═════ Verilen Alıntı

Şahıslar önoluşturucularla, zamir veya da iyelik zamiri değerine sahip unsurların kalıntıları olan çekim ekleriyle belirtilir, üçüncü şahısta İbranîcenin her cinslik için farklı bir biçimi vardır.

Bütün fiiller sonek biçiminde zamirler alabilir: bu zamirler perfectum, imperfectum ve etken ortaçta daima nesne, mastar ve edilgen ortaçta ise nesne veya özne olur.

İbranîce cümle, çeşitli değerler alan, bağlaçla birbirine bağlanan, genellikle kısa cümleciklerinden meydana gelir: yapı, kelimelerin cümledeki yerinden çok sonlarındaki eklere dayanır.

══════════

> **Yapılacak İşler**
1) Verilen alıntıya göre İbranîce cümlenin yapısı neye dayanır?
2) Kayıtlarda "Target: wooden gate" içeren satırdan başlayıp "12 111 L 67" içeren satırda biten bölümü yeniden yazın. Bu bölümde "simplified" yerine "smoothed" koyun ve geri kalan her şeyi olduğu gibi bırakın.

═════ Sağlanan Malzeme

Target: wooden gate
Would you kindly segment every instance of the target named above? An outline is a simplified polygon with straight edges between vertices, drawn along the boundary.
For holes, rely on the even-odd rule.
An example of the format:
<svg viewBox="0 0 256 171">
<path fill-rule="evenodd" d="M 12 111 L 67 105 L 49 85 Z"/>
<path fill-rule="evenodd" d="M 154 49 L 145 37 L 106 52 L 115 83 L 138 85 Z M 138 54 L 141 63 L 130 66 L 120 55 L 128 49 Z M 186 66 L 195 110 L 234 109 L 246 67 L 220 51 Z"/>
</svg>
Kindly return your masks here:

══════════
═════ Sağlanan Malzeme

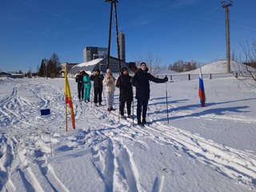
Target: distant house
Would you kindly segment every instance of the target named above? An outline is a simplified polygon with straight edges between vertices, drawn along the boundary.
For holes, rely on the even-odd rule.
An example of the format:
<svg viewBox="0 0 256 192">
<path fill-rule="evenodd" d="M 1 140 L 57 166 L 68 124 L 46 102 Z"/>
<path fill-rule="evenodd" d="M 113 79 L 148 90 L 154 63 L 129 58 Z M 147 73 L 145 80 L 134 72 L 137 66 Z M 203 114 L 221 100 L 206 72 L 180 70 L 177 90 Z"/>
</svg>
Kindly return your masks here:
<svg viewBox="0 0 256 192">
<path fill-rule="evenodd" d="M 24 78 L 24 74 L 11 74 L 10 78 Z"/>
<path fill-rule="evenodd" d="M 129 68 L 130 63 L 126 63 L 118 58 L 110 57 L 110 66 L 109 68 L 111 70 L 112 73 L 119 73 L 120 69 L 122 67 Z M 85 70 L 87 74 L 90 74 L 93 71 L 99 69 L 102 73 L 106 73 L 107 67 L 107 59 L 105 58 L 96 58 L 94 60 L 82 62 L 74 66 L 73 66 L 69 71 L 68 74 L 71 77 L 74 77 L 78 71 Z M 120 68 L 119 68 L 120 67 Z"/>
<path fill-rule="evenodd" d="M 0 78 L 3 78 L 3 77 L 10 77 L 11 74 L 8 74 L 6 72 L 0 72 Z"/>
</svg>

══════════

> **Görev Yanıtları**
1) Yapı, kelimelerin cümledeki yerinden çok sonlarındaki eklere dayanır.

2)
Target: wooden gate
Would you kindly segment every instance of the target named above? An outline is a smoothed polygon with straight edges between vertices, drawn along the boundary.
For holes, rely on the even-odd rule.
An example of the format:
<svg viewBox="0 0 256 171">
<path fill-rule="evenodd" d="M 12 111 L 67 105 L 49 85 Z"/>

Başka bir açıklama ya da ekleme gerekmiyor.